§ 作業指示
学園殺し合い漫画の流行を扱った本文を、一字も変えずに全文再現すること。

§ 本文
*****
最近の学園モノ殺し合い漫画のトレンドから垣間見えるSNS疲れと落差への欲求
最近の「この漫画はすごい!」で取り上げられる漫画の1ジャンルとして、
必ずや出てくる構成の話がある。それは
学園殺し合い系である。
古くはバトルロワイヤルから始まったこのトレンド、最近では
・悪魔のメールが出回りそれを見た人は殺し合いに参加させられたり、
・気がついたら学校でいきなり殺し合いに参加させられたり、
・学校でいきなるだるまが出現してクラスメイトが死んで行ったり、
・変な霊に取り憑かれて急に幼馴染の彼女を殺したくなったり
・訳の分からない装置をつけられると奴隷になったり。
と、学園殺し合いというのは、
「日常の仲の良かったメンバー達が非日常的な境遇に置かれることで、非人道的な行為(殺し合い、呪いなど)をしなければならない」ストーリーのことである。
これらの見所は、
・ありえない現実だが、もしかしたら有り得るかも、と想像させてしまうリアリティ
・仲の良いクラスメイト達と殺し合いをしなければならないという壮絶な状況で、
普段の人物像とは全く違う人柄が垣間見えること
である。
昔はこの手のジャンルの漫画は少なかったが(例えばGANTSとか、リアル鬼ごっこ
が近い)最近は雨後の筍のごとくそんな漫画が爆発的に増えている。
で、勿論日本の漫画の供給サイド側としては、企画としてエッジが聞いてないと企画が通りづらい、というのはあるとは思うが、勿論需要もあるのだろうと感じる。
なので、その辺の需要側の深層心理は以下があるかと。
*****
[物体の出現位置に関するデータセットの行]

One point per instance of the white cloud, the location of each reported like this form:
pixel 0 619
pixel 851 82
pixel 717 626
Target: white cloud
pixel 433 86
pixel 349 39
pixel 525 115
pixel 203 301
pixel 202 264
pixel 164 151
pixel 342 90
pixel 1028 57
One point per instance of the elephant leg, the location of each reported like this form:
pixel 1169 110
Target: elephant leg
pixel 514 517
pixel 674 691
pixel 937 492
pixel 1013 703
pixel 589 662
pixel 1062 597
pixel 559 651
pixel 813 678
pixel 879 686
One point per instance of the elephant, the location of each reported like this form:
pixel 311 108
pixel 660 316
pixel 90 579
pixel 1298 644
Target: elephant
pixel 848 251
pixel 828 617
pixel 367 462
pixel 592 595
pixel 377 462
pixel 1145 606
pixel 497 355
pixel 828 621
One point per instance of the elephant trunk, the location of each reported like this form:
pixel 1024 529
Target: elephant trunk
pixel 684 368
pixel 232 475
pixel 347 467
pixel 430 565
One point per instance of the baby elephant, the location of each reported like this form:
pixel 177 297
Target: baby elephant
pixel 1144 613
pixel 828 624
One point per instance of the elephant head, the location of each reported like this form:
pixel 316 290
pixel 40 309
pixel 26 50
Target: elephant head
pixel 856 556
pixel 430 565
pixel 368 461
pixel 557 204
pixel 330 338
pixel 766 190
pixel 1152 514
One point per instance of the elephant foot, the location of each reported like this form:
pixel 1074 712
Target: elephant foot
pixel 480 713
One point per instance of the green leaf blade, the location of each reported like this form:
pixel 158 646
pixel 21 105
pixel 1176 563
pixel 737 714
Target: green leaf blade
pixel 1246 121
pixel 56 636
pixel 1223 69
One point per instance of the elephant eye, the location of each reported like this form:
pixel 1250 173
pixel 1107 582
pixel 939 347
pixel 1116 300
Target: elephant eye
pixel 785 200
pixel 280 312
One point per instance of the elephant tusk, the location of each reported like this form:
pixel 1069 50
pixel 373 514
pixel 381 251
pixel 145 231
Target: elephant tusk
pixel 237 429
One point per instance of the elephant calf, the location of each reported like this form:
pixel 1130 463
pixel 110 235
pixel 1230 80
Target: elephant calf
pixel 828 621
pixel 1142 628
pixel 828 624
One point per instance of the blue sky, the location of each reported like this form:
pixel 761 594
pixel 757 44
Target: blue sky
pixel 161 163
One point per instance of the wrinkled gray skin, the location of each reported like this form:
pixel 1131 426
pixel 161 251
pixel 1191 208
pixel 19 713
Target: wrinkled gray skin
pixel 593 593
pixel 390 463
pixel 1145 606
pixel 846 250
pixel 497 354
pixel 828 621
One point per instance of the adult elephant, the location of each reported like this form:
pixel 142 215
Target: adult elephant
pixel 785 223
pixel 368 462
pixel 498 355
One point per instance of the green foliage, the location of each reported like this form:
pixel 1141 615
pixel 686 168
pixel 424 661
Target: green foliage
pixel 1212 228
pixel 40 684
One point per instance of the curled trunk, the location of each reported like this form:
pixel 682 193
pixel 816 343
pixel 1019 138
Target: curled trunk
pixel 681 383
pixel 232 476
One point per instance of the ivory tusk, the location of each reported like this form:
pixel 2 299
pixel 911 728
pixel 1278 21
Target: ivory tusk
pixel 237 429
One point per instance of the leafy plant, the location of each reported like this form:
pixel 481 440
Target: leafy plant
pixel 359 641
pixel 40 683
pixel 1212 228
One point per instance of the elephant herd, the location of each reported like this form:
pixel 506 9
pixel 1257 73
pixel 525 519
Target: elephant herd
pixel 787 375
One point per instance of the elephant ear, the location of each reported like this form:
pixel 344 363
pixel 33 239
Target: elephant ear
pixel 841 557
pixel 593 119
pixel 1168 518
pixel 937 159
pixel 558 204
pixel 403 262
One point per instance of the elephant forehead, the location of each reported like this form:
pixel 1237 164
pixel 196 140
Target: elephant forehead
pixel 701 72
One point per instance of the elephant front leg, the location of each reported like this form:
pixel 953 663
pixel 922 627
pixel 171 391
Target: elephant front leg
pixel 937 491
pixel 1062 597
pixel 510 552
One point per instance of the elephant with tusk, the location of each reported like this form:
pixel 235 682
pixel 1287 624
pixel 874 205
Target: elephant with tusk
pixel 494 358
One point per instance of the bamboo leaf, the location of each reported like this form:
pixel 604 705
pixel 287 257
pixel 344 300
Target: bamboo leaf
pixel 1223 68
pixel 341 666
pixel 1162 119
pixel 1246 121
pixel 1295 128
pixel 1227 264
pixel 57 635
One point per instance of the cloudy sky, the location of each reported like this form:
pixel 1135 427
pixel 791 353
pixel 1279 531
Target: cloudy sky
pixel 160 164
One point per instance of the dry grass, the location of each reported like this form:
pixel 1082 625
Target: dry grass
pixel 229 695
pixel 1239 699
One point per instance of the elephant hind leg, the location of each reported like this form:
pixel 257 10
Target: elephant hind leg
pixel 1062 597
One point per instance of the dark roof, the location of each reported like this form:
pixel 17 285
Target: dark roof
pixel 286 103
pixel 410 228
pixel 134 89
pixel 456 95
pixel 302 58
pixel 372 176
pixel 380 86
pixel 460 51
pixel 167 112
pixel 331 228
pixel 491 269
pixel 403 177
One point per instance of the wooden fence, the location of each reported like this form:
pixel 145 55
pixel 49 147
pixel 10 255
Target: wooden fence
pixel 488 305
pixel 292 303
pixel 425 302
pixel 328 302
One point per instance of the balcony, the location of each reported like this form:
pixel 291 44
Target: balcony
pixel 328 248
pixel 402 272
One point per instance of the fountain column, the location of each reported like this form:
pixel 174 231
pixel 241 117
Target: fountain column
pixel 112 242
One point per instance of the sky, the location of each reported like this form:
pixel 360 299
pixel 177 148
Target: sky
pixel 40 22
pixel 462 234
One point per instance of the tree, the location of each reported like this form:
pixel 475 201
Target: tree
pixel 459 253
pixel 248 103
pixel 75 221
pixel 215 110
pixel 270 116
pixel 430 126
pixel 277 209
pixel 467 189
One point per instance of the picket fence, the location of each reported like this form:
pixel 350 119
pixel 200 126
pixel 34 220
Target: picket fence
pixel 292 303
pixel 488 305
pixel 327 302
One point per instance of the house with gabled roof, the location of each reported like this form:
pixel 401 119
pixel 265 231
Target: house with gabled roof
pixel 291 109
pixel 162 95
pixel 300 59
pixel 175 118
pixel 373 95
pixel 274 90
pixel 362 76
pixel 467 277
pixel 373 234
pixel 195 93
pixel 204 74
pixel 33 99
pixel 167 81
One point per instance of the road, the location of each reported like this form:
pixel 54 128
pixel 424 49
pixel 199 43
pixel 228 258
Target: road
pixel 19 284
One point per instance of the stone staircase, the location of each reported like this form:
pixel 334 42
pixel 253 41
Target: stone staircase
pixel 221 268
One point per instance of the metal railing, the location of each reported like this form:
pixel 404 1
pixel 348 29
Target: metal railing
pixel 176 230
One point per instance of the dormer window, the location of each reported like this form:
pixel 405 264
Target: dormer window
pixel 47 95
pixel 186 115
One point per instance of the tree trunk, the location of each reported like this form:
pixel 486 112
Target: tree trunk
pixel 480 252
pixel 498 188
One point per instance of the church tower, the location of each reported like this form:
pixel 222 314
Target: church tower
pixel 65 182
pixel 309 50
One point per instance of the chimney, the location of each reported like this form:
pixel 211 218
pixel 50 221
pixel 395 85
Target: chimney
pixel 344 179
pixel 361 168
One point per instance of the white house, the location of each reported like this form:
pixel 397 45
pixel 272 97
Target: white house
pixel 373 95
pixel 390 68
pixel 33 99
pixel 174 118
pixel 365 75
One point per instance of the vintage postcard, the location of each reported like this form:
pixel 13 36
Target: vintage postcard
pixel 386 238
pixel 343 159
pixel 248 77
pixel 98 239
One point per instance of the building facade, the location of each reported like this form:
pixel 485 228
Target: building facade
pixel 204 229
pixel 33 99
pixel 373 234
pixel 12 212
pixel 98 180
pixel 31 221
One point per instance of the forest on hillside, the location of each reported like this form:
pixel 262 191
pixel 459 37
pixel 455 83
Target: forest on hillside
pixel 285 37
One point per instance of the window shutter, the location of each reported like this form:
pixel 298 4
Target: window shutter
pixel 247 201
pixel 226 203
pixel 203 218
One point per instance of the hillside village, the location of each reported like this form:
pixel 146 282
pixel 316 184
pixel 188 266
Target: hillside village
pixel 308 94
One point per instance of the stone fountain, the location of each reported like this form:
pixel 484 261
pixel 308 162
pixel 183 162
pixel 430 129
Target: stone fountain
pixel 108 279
*****
§ 解答例
最近の学園モノ殺し合い漫画のトレンドから垣間見えるSNS疲れと落差への欲求
最近の「この漫画はすごい!」で取り上げられる漫画の1ジャンルとして、
必ずや出てくる構成の話がある。それは
学園殺し合い系である。
古くはバトルロワイヤルから始まったこのトレンド、最近では
・悪魔のメールが出回りそれを見た人は殺し合いに参加させられたり、
・気がついたら学校でいきなり殺し合いに参加させられたり、
・学校でいきなるだるまが出現してクラスメイトが死んで行ったり、
・変な霊に取り憑かれて急に幼馴染の彼女を殺したくなったり
・訳の分からない装置をつけられると奴隷になったり。
と、学園殺し合いというのは、
「日常の仲の良かったメンバー達が非日常的な境遇に置かれることで、非人道的な行為(殺し合い、呪いなど)をしなければならない」ストーリーのことである。
これらの見所は、
・ありえない現実だが、もしかしたら有り得るかも、と想像させてしまうリアリティ
・仲の良いクラスメイト達と殺し合いをしなければならないという壮絶な状況で、
普段の人物像とは全く違う人柄が垣間見えること
である。
昔はこの手のジャンルの漫画は少なかったが(例えばGANTSとか、リアル鬼ごっこ
が近い)最近は雨後の筍のごとくそんな漫画が爆発的に増えている。
で、勿論日本の漫画の供給サイド側としては、企画としてエッジが聞いてないと企画が通りづらい、というのはあるとは思うが、勿論需要もあるのだろうと感じる。
なので、その辺の需要側の深層心理は以下があるかと。